====== SUPPLIED DATA ======

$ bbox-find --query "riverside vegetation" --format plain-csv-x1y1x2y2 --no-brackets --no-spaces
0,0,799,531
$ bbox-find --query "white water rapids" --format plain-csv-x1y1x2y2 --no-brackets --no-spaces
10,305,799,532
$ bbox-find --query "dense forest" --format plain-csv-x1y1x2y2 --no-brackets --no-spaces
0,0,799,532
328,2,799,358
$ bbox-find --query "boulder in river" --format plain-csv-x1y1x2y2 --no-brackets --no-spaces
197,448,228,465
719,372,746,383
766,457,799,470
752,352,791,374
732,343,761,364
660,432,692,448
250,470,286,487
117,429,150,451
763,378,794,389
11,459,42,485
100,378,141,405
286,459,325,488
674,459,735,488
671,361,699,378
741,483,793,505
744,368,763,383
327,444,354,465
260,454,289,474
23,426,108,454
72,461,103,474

======

• AIM OF THE EXERCISE
Reproduce every item above line for line, with no changes.

• EXERCISE RESULT
$ bbox-find --query "riverside vegetation" --format plain-csv-x1y1x2y2 --no-brackets --no-spaces
0,0,799,531
$ bbox-find --query "white water rapids" --format plain-csv-x1y1x2y2 --no-brackets --no-spaces
10,305,799,532
$ bbox-find --query "dense forest" --format plain-csv-x1y1x2y2 --no-brackets --no-spaces
0,0,799,532
328,2,799,358
$ bbox-find --query "boulder in river" --format plain-csv-x1y1x2y2 --no-brackets --no-spaces
197,448,228,465
719,372,746,383
766,457,799,470
752,352,791,374
732,343,761,364
660,432,692,448
250,470,286,487
117,429,150,451
763,378,794,389
11,459,42,485
100,378,141,405
286,459,325,488
674,459,735,488
671,361,699,378
741,483,793,505
744,368,763,383
327,444,354,465
260,454,289,474
23,426,108,454
72,461,103,474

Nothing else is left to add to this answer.